> _Your instructions_: Reproduce the full listing below unchanged, apart from the pictures.

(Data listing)
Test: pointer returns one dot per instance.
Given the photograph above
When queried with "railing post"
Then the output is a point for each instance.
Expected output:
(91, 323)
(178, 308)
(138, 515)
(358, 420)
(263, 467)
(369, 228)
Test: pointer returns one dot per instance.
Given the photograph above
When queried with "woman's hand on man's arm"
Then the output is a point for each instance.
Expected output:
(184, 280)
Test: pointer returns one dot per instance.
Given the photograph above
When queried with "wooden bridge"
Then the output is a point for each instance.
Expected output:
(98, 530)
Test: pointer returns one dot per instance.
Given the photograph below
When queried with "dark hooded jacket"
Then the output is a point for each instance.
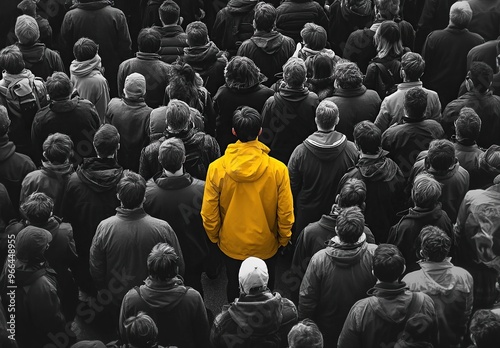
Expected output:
(343, 271)
(405, 233)
(209, 62)
(316, 167)
(233, 25)
(269, 51)
(177, 310)
(384, 191)
(237, 327)
(40, 60)
(288, 120)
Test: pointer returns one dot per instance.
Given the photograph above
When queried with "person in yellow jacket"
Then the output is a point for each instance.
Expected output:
(247, 203)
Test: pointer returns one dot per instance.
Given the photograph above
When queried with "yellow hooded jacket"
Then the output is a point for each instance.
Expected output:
(247, 204)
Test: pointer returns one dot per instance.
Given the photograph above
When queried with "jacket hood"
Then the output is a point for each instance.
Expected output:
(86, 67)
(163, 296)
(241, 6)
(326, 145)
(246, 162)
(100, 174)
(378, 168)
(270, 42)
(7, 148)
(250, 306)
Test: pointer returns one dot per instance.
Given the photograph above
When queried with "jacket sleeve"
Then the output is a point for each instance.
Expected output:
(285, 210)
(210, 209)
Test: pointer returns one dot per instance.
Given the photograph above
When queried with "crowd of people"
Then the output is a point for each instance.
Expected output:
(355, 141)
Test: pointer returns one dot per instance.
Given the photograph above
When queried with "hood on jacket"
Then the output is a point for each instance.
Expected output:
(163, 296)
(270, 42)
(326, 145)
(7, 148)
(241, 6)
(100, 174)
(250, 306)
(246, 162)
(378, 169)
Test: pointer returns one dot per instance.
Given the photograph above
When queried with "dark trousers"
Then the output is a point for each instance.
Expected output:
(233, 269)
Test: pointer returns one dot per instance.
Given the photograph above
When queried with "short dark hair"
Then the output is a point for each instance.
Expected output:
(59, 86)
(38, 208)
(434, 243)
(468, 124)
(368, 137)
(314, 36)
(131, 189)
(169, 12)
(149, 40)
(11, 60)
(85, 49)
(58, 148)
(441, 154)
(265, 16)
(481, 75)
(197, 34)
(413, 65)
(388, 263)
(247, 123)
(163, 262)
(171, 154)
(353, 193)
(415, 103)
(106, 140)
(348, 75)
(485, 329)
(350, 224)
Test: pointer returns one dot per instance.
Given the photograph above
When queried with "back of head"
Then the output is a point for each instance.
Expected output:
(388, 263)
(264, 16)
(413, 66)
(485, 329)
(353, 193)
(426, 191)
(37, 208)
(85, 49)
(294, 72)
(106, 140)
(415, 103)
(468, 125)
(368, 137)
(434, 243)
(141, 331)
(327, 115)
(314, 36)
(481, 75)
(169, 12)
(149, 40)
(241, 72)
(163, 262)
(58, 148)
(11, 60)
(350, 224)
(26, 30)
(305, 334)
(247, 123)
(131, 190)
(460, 14)
(197, 34)
(177, 116)
(172, 154)
(348, 76)
(59, 86)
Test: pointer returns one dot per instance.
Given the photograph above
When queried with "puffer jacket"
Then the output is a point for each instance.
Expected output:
(342, 271)
(246, 177)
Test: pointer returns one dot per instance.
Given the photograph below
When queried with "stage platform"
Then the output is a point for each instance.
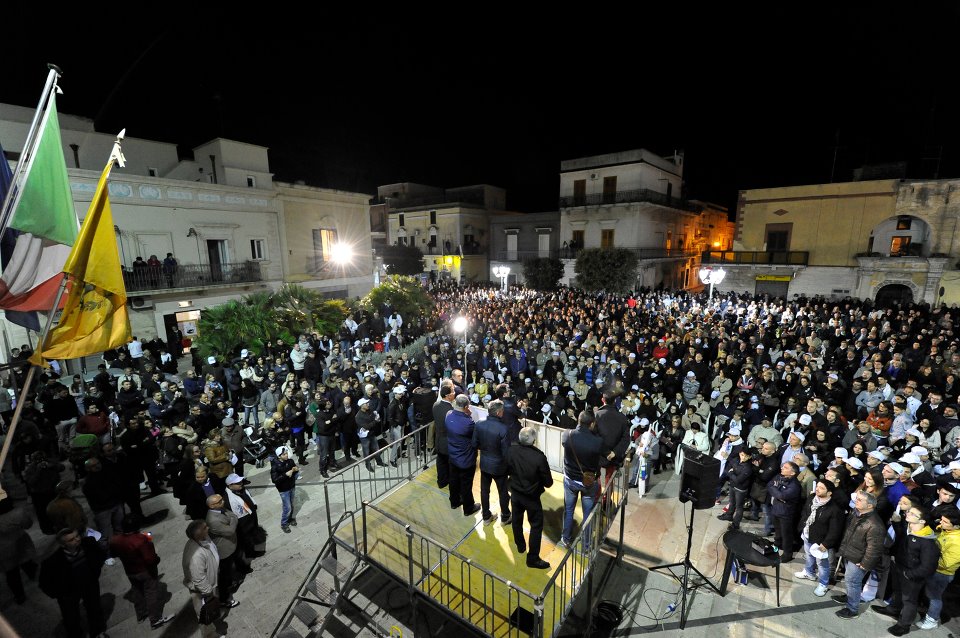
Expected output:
(450, 578)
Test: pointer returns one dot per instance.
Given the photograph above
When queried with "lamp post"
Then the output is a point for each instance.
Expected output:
(502, 272)
(710, 277)
(460, 325)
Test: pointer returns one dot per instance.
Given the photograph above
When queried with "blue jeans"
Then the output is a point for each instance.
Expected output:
(286, 499)
(854, 581)
(935, 586)
(571, 490)
(822, 565)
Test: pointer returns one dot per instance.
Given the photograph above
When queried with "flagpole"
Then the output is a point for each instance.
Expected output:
(116, 156)
(29, 148)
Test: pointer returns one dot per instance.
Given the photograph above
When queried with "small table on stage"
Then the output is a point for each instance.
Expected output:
(739, 544)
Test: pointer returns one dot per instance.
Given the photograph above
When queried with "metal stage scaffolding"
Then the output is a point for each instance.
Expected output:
(398, 523)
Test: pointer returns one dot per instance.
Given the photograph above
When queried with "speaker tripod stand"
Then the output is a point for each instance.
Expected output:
(687, 587)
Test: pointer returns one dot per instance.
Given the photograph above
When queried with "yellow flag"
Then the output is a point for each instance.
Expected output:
(94, 316)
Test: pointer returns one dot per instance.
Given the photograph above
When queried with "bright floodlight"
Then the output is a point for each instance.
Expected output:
(341, 253)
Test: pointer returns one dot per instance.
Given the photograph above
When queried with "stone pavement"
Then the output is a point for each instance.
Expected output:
(655, 534)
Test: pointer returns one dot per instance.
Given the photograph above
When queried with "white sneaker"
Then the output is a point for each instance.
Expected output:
(928, 623)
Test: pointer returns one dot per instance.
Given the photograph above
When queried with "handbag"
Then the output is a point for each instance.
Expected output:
(589, 478)
(210, 610)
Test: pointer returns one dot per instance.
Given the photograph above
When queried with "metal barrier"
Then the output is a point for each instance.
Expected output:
(443, 574)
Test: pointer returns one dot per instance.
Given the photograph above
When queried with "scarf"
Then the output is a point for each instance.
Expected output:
(815, 504)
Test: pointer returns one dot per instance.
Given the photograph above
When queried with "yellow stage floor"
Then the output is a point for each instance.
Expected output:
(483, 601)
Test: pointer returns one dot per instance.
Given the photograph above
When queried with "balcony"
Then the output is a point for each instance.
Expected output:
(756, 257)
(628, 197)
(319, 268)
(571, 253)
(147, 278)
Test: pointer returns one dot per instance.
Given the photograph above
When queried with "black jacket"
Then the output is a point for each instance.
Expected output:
(918, 557)
(827, 526)
(529, 471)
(582, 451)
(278, 474)
(59, 578)
(440, 409)
(490, 437)
(614, 428)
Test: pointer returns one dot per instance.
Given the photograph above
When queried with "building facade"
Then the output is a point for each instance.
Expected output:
(218, 214)
(633, 199)
(887, 240)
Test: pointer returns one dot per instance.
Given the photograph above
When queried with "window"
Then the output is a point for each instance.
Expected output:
(324, 239)
(610, 189)
(900, 244)
(258, 250)
(580, 192)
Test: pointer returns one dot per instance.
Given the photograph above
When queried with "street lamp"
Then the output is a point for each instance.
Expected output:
(711, 277)
(502, 272)
(460, 325)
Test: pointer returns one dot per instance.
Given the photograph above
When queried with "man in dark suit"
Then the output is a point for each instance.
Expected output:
(529, 477)
(490, 437)
(440, 409)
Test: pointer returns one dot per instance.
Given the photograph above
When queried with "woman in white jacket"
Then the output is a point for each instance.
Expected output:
(695, 438)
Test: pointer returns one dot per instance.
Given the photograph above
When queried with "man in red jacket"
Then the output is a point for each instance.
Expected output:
(135, 550)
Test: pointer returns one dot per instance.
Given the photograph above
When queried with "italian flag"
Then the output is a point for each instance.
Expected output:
(41, 229)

> _Response to this task_:
Test: pointer returns one dot per instance.
Given the photograph above
When queried with "railing post"
Then the output is a point for each instance.
Expected output:
(91, 323)
(178, 308)
(138, 515)
(358, 420)
(263, 467)
(369, 228)
Test: pointer returns one dot per instance.
Given the photograph above
When queried with "woman's hand on man's arm"
Then the output is a point for each instance.
Expected output:
(184, 280)
Test: pointer returns one dot per instance.
Given the photograph above
When queried with "wooden bridge"
Then the output is a point for each instance.
Expected output:
(98, 530)
Test: pointer returns one dot per instance.
Given the photograph below
When queried with "dark hooded jacket"
Then the output is a point for each instance.
Expected output:
(343, 271)
(405, 233)
(209, 62)
(316, 167)
(233, 25)
(269, 51)
(177, 310)
(384, 191)
(237, 327)
(40, 60)
(288, 120)
Test: pointer returns one dot per instance.
Given the photograph above
When queried with "person in yellow jacket"
Then the output is a point for each instance.
Expected output:
(247, 203)
Test: pointer returns one dot per instance.
Given the photograph above
When queried with "yellow hooded jacket"
Then the output is a point for each instance.
Expected output:
(247, 204)
Test: pointer returns one dot per instance.
Given the photograph above
When queried with "jacket hood"
Then the output is a point for each instance.
Expected output:
(86, 67)
(163, 296)
(241, 6)
(326, 145)
(246, 162)
(100, 174)
(378, 168)
(270, 42)
(7, 148)
(250, 306)
Test: pointer returns one dot per instance.
Given the photograph above
When queried with "jacket sleeve"
Then the output is a point for each instance.
Expected output:
(285, 210)
(210, 209)
Test: pointer returns one dot per instance.
Given the photograph above
When queried with "crowd of people"
Then the output is a point for each instance.
Expected output:
(355, 141)
Test: pointer returns one dot per instance.
Given the photograph above
When queried with "hood on jacket"
Then the output is a point for each instance.
Expected output:
(163, 296)
(270, 42)
(326, 145)
(7, 148)
(241, 6)
(100, 174)
(250, 306)
(246, 162)
(378, 169)
Test: pointer returns one dot per instance.
Given the photograph above
When queried with "dark trousers"
Then the output is a point for each instance.
Expected output:
(233, 269)
Test: pointer returns one dot per instance.
Given the photograph above
When queried with "short dark hair"
Then the output is a point for each instance.
Expected output:
(59, 86)
(38, 208)
(434, 243)
(468, 124)
(368, 137)
(314, 36)
(131, 189)
(169, 12)
(149, 40)
(11, 60)
(85, 49)
(58, 148)
(441, 154)
(265, 16)
(481, 75)
(197, 34)
(413, 65)
(388, 263)
(247, 123)
(163, 262)
(171, 154)
(353, 193)
(415, 103)
(106, 140)
(348, 75)
(485, 329)
(350, 224)
Test: pointer returns one dot per instance.
Given the photograph above
When queried with "back of head"
Then the output is a point for each instance.
Expected output:
(388, 263)
(264, 16)
(413, 66)
(485, 329)
(353, 193)
(426, 191)
(37, 208)
(85, 49)
(294, 72)
(106, 140)
(415, 103)
(468, 125)
(368, 137)
(434, 243)
(141, 331)
(327, 115)
(314, 36)
(481, 75)
(169, 12)
(149, 40)
(241, 72)
(163, 262)
(58, 148)
(11, 60)
(350, 224)
(26, 30)
(305, 334)
(247, 123)
(131, 190)
(460, 14)
(197, 34)
(177, 116)
(172, 154)
(348, 76)
(59, 86)
Test: pointer returns one dot per instance.
Given the photograph above
When queried with "puffer jacket"
Then the output is a point for each instance.
Expected output:
(342, 271)
(246, 177)
Test: pointer returns one dot per instance.
Given the photograph below
When queried with "stage platform"
Then the output is a point for each instance.
Expected output:
(450, 578)
Test: pointer returns one dot per instance.
Given the photograph above
When queried with "lamp post"
Then the output is a point for each instance.
Expected output:
(502, 272)
(710, 277)
(460, 325)
Test: pointer returns one dot per instance.
Given the photograph above
When queried with "blue jeans"
Then the output is a point for each instance.
Expected output:
(286, 499)
(854, 581)
(935, 586)
(571, 490)
(822, 565)
Test: pointer returns one dot per instance.
Given the photograph above
When queried with "flagpole"
Then the output is a point for each instance.
Expected output:
(116, 156)
(29, 148)
Test: pointer returns one dot per instance.
Given the photograph above
When queried with "small table on stage"
Then the output is a point for each instance.
Expected output:
(739, 544)
Test: pointer returns one dot per instance.
Given the photograph above
When queried with "metal stage scaffolding"
Then the output is a point for each instance.
Expected output:
(398, 523)
Test: pointer returns one dot per instance.
Given the photograph above
When queried with "speaker tripod stand"
Then the output is a point for each instance.
Expected output:
(687, 587)
Test: pointer returns one dot per instance.
Given the photograph above
When queried with "yellow flag"
Then the output is a point for each instance.
Expected output:
(94, 316)
Test: pointer returns one dot per instance.
Given the photograph above
When queried with "bright floodlight"
Then the output is a point for each instance.
Expected output:
(341, 253)
Test: pointer returns one dot per instance.
Given the photograph above
When queried with "stone pavement"
Then the output is a point for each instance.
Expected output:
(655, 534)
Test: pointer returns one dot per instance.
Given the photograph above
When queried with "white sneaker"
Then the output is a point for each instance.
Expected output:
(928, 623)
Test: pointer returns one dot per instance.
Given the photograph above
When queried with "handbag"
Then the output is a point for each instance.
Expected output:
(589, 478)
(210, 610)
Test: pointer returns one dot per instance.
Given the photograph above
When queried with "metal barrier"
Then the output is a point for each instance.
Expected output:
(443, 574)
Test: pointer returns one dot per instance.
Given the photograph above
When queried with "scarf"
Then the output is a point for each instance.
Expected output:
(815, 504)
Test: pointer returns one dot per instance.
Given the photograph above
When queried with "yellow stage floor"
Then the output is a point for each instance.
Expected output:
(483, 601)
Test: pointer returns one dot per instance.
Given the photograph above
When queried with "balcony"
Then the output is a point for each instance.
Expected output:
(756, 257)
(628, 197)
(319, 268)
(571, 253)
(147, 278)
Test: pointer returns one dot per instance.
Given the photograph above
When queried with "black jacket"
Then the output is a point for each instance.
Expected output:
(918, 557)
(827, 526)
(529, 471)
(582, 451)
(278, 474)
(59, 578)
(440, 409)
(490, 437)
(614, 428)
Test: pointer returns one dot per instance.
Given the photograph above
When queried with "building facade"
Then the output is a point for each instance.
Expected output:
(218, 214)
(633, 199)
(887, 240)
Test: pointer returns one dot per instance.
Given the photograph above
When queried with "window"
Then the output is a point for each instance.
Expected output:
(324, 239)
(610, 189)
(900, 244)
(258, 250)
(580, 192)
Test: pointer returns one dot per instance.
Given the photograph above
When queried with "street lamp"
Then the output is a point for each instance.
Expected output:
(711, 277)
(502, 272)
(460, 325)
Test: pointer returns one dot per instance.
Given the photograph above
When queried with "man in dark suit"
Then the output is a point for each instance.
Expected output:
(529, 477)
(490, 437)
(440, 409)
Test: pointer returns one dot per instance.
Given the photograph above
When queried with "woman in white jacket"
Then the output is a point for each instance.
Expected output:
(695, 438)
Test: pointer returns one dot per instance.
Given the photograph above
When queried with "man in red jacket"
Then the output is a point for each instance.
Expected output:
(135, 550)
Test: pointer returns one dot per instance.
Given the photograph above
When queried with "italian flag"
Then the output is a point for each instance.
Expected output:
(41, 229)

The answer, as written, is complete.